Dandy Warhols - This Machine
Record Label: The End Records
Release Date: April 24, 2012
At some point in time music historians are going to look to the Pacific Northwest and remember a great many things. Foremost of these is the Seattle grunge movement and the likes of bands such as Nirvana, Pearl Jam, Soundgarden and Alice in Chains, among others.
A few hours south of Seattle is the less-heralded but equally important city of Portland. These days, this fertile breeding ground is overflowing with new talent, but nearly two decades ago, the city's indie pioneers included just a few, foremost of which were the late Eliott Smith and the rock quartet The Dandy Warhols. While Smith will certainly be remembered fondly for being taken far too soon, one has to wonder, will the same be said for the Warhols? Now, nearly two decades into a career they probably never dreamed would last this long, The Dandy Warhols are still carving out albums and still doing their damnedest to make art, in any way shape or form.
This Machine is their ninth album and first on Brooklyn-based label The End. Vocalist and co-founder Courtney Taylor-Taylor has gone on record as admitting that This Machine is more stripped down than previous efforts and also far grungier. And those very points are elucidated on the scuzzy and bass-heavy "Sad Vacation," which kicks with fiery passion from the very first second. While it is definitely grunge-inspired, it is indubitably indelible and is accented by some searing guitar work from Peter Holmstrom.
........
• [Tasks and exercises]:
- 1) In the album review, which guitarist is credited with the searing guitar work on "Sad Vacation"?
- 2) Identify each line of the entries that contains the word "mask", and copy those lines.
The review and the entries have no connection to each other.

Contour labeling items:
........
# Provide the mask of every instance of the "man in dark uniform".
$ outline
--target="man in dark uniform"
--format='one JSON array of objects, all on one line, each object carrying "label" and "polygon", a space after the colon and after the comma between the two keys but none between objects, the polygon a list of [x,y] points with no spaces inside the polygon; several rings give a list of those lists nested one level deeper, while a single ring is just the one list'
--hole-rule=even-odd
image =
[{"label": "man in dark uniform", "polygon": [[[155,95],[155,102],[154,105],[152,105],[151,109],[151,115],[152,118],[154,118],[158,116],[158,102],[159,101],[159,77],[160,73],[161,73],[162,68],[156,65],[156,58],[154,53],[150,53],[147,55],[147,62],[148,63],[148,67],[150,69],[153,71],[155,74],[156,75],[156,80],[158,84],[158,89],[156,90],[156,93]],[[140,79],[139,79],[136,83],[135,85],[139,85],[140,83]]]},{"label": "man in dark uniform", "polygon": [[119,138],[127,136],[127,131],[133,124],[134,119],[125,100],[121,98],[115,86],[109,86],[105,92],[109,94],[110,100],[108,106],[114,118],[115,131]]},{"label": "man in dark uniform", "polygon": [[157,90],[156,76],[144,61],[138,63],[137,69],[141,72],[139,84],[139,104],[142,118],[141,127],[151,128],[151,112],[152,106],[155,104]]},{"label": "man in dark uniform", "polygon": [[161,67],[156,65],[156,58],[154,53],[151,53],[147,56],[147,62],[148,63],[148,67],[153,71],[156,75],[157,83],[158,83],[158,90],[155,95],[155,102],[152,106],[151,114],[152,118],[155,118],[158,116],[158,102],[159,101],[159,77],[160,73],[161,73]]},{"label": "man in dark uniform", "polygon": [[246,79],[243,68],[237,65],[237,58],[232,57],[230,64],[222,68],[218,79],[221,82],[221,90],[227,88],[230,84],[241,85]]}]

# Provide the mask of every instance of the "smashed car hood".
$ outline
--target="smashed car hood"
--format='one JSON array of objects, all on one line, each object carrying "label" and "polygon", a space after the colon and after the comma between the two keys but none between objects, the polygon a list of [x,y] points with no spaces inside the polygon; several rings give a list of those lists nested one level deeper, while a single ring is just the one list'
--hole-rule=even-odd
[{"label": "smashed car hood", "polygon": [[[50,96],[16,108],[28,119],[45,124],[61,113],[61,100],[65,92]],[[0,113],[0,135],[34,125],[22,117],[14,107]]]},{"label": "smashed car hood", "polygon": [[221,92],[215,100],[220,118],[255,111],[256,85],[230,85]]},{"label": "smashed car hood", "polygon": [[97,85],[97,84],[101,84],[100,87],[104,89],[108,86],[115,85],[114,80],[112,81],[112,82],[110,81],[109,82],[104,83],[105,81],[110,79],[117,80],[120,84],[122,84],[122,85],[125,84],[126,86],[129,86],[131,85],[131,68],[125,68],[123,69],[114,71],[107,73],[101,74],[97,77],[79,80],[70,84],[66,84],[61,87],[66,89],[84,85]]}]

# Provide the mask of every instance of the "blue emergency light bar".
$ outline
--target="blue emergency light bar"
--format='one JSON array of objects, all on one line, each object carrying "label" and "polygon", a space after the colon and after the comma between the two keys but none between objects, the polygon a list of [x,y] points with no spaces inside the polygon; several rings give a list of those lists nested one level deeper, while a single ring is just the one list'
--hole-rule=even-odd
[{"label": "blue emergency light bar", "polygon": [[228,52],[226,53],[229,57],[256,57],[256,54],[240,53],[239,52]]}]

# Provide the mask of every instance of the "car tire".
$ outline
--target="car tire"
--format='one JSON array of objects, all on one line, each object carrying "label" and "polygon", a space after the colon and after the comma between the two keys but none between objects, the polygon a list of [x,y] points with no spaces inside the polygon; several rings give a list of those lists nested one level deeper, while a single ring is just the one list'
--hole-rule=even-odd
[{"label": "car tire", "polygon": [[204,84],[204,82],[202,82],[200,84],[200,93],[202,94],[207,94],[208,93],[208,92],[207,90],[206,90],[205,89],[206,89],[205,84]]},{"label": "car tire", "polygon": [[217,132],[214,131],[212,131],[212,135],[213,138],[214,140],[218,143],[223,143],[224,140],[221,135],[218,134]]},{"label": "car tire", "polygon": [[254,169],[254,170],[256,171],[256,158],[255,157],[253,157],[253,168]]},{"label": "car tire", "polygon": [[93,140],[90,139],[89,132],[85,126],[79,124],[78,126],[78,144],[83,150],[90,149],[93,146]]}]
........
• [List of solutions]:
- 1) Peter Holmstrom

- 2)
# Provide the mask of every instance of the "man in dark uniform".
# Provide the mask of every instance of the "smashed car hood".
# Provide the mask of every instance of the "blue emergency light bar".
# Provide the mask of every instance of the "car tire".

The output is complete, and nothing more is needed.